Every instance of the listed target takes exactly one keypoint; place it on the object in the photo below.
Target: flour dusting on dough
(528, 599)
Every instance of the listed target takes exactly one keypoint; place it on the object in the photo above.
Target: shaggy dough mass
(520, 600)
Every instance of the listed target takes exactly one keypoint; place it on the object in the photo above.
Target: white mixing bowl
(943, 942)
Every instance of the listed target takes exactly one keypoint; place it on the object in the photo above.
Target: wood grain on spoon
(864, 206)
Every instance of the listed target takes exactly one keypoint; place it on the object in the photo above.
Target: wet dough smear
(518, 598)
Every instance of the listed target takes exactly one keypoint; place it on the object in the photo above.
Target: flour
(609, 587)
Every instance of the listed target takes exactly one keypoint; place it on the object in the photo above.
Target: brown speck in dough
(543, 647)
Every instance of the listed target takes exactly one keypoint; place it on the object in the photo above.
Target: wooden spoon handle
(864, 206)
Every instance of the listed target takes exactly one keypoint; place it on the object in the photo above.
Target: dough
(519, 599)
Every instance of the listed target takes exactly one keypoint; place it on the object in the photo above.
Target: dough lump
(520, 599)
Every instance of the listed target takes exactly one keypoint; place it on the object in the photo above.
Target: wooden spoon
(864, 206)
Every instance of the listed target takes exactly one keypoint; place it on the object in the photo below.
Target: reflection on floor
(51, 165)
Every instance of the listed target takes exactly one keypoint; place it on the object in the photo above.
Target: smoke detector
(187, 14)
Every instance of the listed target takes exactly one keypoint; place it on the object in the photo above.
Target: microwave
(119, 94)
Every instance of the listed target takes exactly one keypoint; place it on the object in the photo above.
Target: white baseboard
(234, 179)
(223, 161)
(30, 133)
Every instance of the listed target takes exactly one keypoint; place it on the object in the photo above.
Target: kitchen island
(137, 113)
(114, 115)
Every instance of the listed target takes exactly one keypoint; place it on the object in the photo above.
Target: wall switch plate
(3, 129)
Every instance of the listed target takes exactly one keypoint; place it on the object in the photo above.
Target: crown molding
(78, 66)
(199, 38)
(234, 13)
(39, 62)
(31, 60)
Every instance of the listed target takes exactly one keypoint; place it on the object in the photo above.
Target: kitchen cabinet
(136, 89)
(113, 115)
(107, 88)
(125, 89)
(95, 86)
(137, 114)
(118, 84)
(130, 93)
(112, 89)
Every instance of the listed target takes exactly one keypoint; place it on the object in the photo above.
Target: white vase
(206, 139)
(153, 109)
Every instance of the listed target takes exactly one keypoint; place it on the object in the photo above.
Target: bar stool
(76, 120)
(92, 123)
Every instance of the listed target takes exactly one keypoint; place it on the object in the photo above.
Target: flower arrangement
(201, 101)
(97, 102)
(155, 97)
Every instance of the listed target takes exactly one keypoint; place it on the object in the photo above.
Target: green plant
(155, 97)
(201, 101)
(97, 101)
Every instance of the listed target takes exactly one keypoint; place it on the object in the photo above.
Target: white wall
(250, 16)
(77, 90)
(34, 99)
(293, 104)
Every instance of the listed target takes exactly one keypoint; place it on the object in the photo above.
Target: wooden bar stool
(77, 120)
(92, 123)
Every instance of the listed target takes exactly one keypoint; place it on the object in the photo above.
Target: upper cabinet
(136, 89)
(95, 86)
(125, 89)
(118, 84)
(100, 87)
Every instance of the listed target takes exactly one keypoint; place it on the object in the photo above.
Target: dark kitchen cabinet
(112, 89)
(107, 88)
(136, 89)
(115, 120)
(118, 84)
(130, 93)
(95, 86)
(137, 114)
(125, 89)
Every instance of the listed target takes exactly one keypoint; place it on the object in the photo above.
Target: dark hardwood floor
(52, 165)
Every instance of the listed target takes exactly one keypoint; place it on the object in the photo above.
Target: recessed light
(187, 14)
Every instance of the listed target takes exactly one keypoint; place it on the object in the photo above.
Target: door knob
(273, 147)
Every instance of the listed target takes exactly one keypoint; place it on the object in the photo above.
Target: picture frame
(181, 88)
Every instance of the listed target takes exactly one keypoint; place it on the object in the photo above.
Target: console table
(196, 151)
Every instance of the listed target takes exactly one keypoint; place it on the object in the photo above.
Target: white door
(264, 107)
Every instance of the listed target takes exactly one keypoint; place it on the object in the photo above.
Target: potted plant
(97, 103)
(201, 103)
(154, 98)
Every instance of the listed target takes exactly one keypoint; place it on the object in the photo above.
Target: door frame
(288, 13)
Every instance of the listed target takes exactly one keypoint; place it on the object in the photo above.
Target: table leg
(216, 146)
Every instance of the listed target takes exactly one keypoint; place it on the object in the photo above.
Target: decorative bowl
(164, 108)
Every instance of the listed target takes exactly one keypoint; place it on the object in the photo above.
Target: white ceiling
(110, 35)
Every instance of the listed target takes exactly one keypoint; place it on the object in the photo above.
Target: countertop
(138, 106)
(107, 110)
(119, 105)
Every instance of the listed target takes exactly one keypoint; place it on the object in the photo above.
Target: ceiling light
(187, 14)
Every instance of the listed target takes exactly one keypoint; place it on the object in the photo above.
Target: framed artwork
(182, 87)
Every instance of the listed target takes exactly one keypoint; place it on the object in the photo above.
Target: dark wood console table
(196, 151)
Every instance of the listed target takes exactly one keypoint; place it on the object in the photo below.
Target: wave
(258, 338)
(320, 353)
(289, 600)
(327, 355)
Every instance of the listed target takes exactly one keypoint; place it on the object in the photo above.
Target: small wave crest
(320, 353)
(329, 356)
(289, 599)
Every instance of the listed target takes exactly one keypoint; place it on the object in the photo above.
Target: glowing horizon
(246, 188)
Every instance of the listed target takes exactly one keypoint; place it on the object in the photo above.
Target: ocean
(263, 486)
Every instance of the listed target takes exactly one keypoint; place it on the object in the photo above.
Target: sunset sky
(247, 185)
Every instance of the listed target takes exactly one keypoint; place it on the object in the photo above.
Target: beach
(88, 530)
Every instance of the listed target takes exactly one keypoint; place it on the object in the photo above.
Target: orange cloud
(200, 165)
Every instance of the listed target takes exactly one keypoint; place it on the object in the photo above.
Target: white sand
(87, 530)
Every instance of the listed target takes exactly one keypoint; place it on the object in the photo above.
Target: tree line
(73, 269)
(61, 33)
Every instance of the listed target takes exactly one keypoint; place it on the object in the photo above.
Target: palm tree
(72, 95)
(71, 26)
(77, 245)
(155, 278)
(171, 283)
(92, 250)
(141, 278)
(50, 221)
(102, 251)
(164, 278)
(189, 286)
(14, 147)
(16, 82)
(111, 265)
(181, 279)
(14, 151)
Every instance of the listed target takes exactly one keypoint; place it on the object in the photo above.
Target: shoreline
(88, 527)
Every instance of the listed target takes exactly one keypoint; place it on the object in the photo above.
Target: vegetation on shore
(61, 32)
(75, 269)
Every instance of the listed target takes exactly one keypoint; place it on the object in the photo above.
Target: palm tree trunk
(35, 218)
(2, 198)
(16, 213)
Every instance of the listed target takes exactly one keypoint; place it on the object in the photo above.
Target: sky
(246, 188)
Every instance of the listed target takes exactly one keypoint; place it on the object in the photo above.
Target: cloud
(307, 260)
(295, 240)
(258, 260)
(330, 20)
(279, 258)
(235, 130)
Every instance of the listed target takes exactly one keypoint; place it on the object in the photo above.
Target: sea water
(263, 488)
------------------------------------------------
Exercise prompt: Transcribe, in full, each record that appears above.

Written reply:
Every instance of the listed target takes exactly one keypoint; place it on the object in the photo below.
Target: flour dusting on dough
(528, 599)
Every instance of the listed target takes exactly one keypoint; place it on the object in the photo above.
Target: shaggy dough mass
(520, 600)
Every instance of the listed target takes exactly one keypoint; place it on the object in the photo above.
Target: white mixing bowl
(943, 942)
Every instance of the listed target takes exactly one keypoint; place it on the object in the photo above.
Target: wood grain on spoon
(864, 206)
Every instance of the listed target takes exactly one keypoint; place it on the object in the photo above.
Target: wet dough smear
(518, 598)
Every instance of the listed target takes exactly one keypoint; place it on the object in the photo above.
Target: flour
(609, 587)
Every instance of the listed target takes exactly one keypoint; place it on the object in the photo above.
Target: brown speck in dough
(543, 647)
Every instance of the listed target takes exactly one keypoint; place it on the object in the photo above.
Target: wooden spoon handle
(864, 206)
Every instance of the listed target takes exactly one keypoint; place it on the object in the photo above.
Target: dough
(519, 599)
Every instance of the listed target takes exactly one keypoint; place it on the object in the photo above.
Target: dough lump
(520, 599)
Every instance of the listed target takes exactly one keypoint; place it on the object in the photo above.
Target: wooden spoon
(864, 206)
Every instance of the listed target takes exactly one keypoint; place it on the object in the photo below.
Target: reflection on floor
(51, 165)
Every instance of the listed target takes exactly one keypoint; place it on the object in the photo above.
Target: smoke detector
(187, 14)
Every instance of the listed target takes exactly one keypoint; place it on the object in the photo above.
Target: microwave
(119, 94)
Every instance of the listed target takes exactly one keypoint; place it on the object in the photo above.
Target: white baseboard
(234, 179)
(223, 161)
(30, 133)
Every instance of the listed target takes exactly one keypoint; place it on the object in the photo above.
Target: kitchen island
(137, 113)
(114, 115)
Every instance of the listed target takes exactly one keypoint; place it on the object in the photo above.
Target: wall switch plate
(3, 129)
Every instance of the listed target takes exactly one keypoint; place it on the object in the photo above.
Target: crown molding
(78, 66)
(199, 38)
(234, 13)
(39, 62)
(31, 60)
Every instance of the listed target takes exactly one keypoint; place it on the object in the photo above.
Target: kitchen cabinet
(136, 89)
(113, 115)
(107, 88)
(125, 89)
(95, 86)
(137, 114)
(118, 84)
(130, 93)
(112, 89)
Every instance of the listed target takes exactly one keypoint; place it on the object in the photo above.
Target: white vase
(206, 139)
(153, 109)
Every instance of the listed target takes exactly one keypoint; place it on the object in the photo above.
Target: bar stool
(76, 120)
(92, 123)
Every instance of the listed target takes exactly one keypoint; place it on the object in the photo above.
Target: flower arrangement
(201, 101)
(97, 102)
(155, 97)
Every instance of the listed target takes exactly one keypoint; place it on the object in the photo above.
Target: green plant
(155, 97)
(201, 101)
(97, 101)
Every instance of the listed target takes exactly one keypoint; place it on the object in the photo above.
Target: white wall
(250, 16)
(77, 90)
(34, 99)
(293, 104)
Every instance of the listed target takes exactly one keypoint; place it on the object in the photo above.
Target: wooden bar stool
(77, 120)
(92, 123)
Every instance of the listed target takes exactly one keypoint; place it on the object in the photo above.
Target: upper cabinet
(136, 89)
(95, 86)
(125, 89)
(118, 84)
(100, 87)
Every instance of the listed target takes exactly one keypoint; place it on the object in the photo above.
Target: dark kitchen cabinet
(112, 89)
(107, 88)
(136, 89)
(115, 120)
(118, 84)
(130, 93)
(95, 86)
(137, 114)
(125, 89)
Every instance of the listed target takes exactly one keypoint; place it on the object in the photo above.
Target: dark hardwood floor
(52, 165)
Every instance of the listed target takes exactly one keypoint; place it on the object in the photo above.
Target: recessed light
(187, 14)
Every instance of the listed target takes exactly one keypoint; place it on the object in the photo above.
Target: door knob
(273, 147)
Every instance of the listed target takes exactly one keypoint; place it on the object in the photo above.
Target: picture frame
(181, 88)
Every instance of the listed target takes exactly one keypoint; place it on the object in the photo above.
Target: console table
(196, 151)
Every instance of the listed target takes exactly one keypoint; place it on the object in the photo above.
Target: white door
(264, 107)
Every instance of the listed target takes exactly one keypoint; place it on the object in the photo above.
Target: potted plant
(97, 103)
(201, 103)
(154, 98)
Every instance of the listed target takes exactly one keypoint; place it on the object in the photo above.
Target: door frame
(288, 13)
Every instance of the listed target takes exactly one keypoint; place it on the object in the photo above.
Target: table leg
(216, 146)
Every instance of the listed target takes exactly one keypoint; place it on the object in the photo above.
Target: decorative bowl
(164, 108)
Every instance of the listed target takes exactly one keypoint; place it on the object in the photo above.
Target: white ceiling
(110, 35)
Every instance of the listed target takes exactly one keypoint; place it on the object in the photo above.
Target: countertop
(138, 106)
(107, 110)
(119, 105)
Every instance of the listed target takes exactly one keypoint; place it on the object in the photo above.
Target: ceiling light
(187, 14)
Every instance of the listed target takes exactly one keypoint; place it on the object in the photo above.
Target: framed artwork
(182, 87)
Every instance of the listed target takes exactly one keypoint; place it on the object in the photo above.
Target: dark wood console table
(196, 151)
Every instance of the listed target takes exactly one keypoint; place it on the object in the photo below.
Target: wave
(258, 338)
(320, 353)
(289, 600)
(327, 355)
Every instance of the listed target takes exactly one keypoint; place it on the object in the photo above.
Target: small wave crest
(320, 353)
(329, 356)
(289, 599)
Every instance of the listed target takes exactly one keypoint; place it on the object in the photo above.
Target: glowing horizon
(246, 188)
Every instance of the listed target takes exactly one keypoint; place it on the object in the photo above.
Target: ocean
(263, 486)
Every instance of the listed target takes exactly one keypoint; place it on the object in the photo above.
Target: sunset sky
(247, 185)
Every instance of the listed target takes exactly one keypoint; place it on the object in the photo above.
Target: beach
(88, 530)
Every instance of the listed target takes exactly one keypoint; place it on the object in the photo above.
Target: orange cloud
(200, 165)
Every instance of the listed target takes exactly one keypoint; place it on the object in the photo above.
Target: white sand
(87, 530)
Every instance of the listed target takes exactly one keypoint; place it on the object in the photo above.
Target: tree line
(73, 269)
(61, 33)
Every instance of the listed target takes exactly one keypoint; place it on the object in the photo above.
Target: palm tree
(72, 95)
(71, 26)
(77, 245)
(155, 278)
(171, 283)
(92, 250)
(141, 278)
(50, 221)
(102, 251)
(164, 278)
(189, 286)
(14, 147)
(16, 82)
(111, 265)
(181, 279)
(14, 151)
Every instance of the listed target takes exactly one keypoint; place it on the object in the photo above.
Target: shoreline
(88, 527)
Every instance of the listed target takes exactly one keypoint; place it on the object in the photo above.
Target: vegetation on shore
(61, 32)
(75, 269)
Every instance of the listed target takes exactly one keypoint; place it on the object in the photo above.
Target: palm tree trunk
(35, 218)
(2, 198)
(16, 213)
Every instance of the listed target takes exactly one keypoint; place it on the object in the photo above.
Target: sky
(246, 188)
Every instance of the listed target takes exactly one keypoint; place it on the object in the photo above.
Target: cloud
(307, 260)
(295, 240)
(258, 260)
(330, 20)
(279, 258)
(235, 130)
Every instance of the listed target takes exactly one keypoint; place it on the object in the photo above.
Target: sea water
(263, 488)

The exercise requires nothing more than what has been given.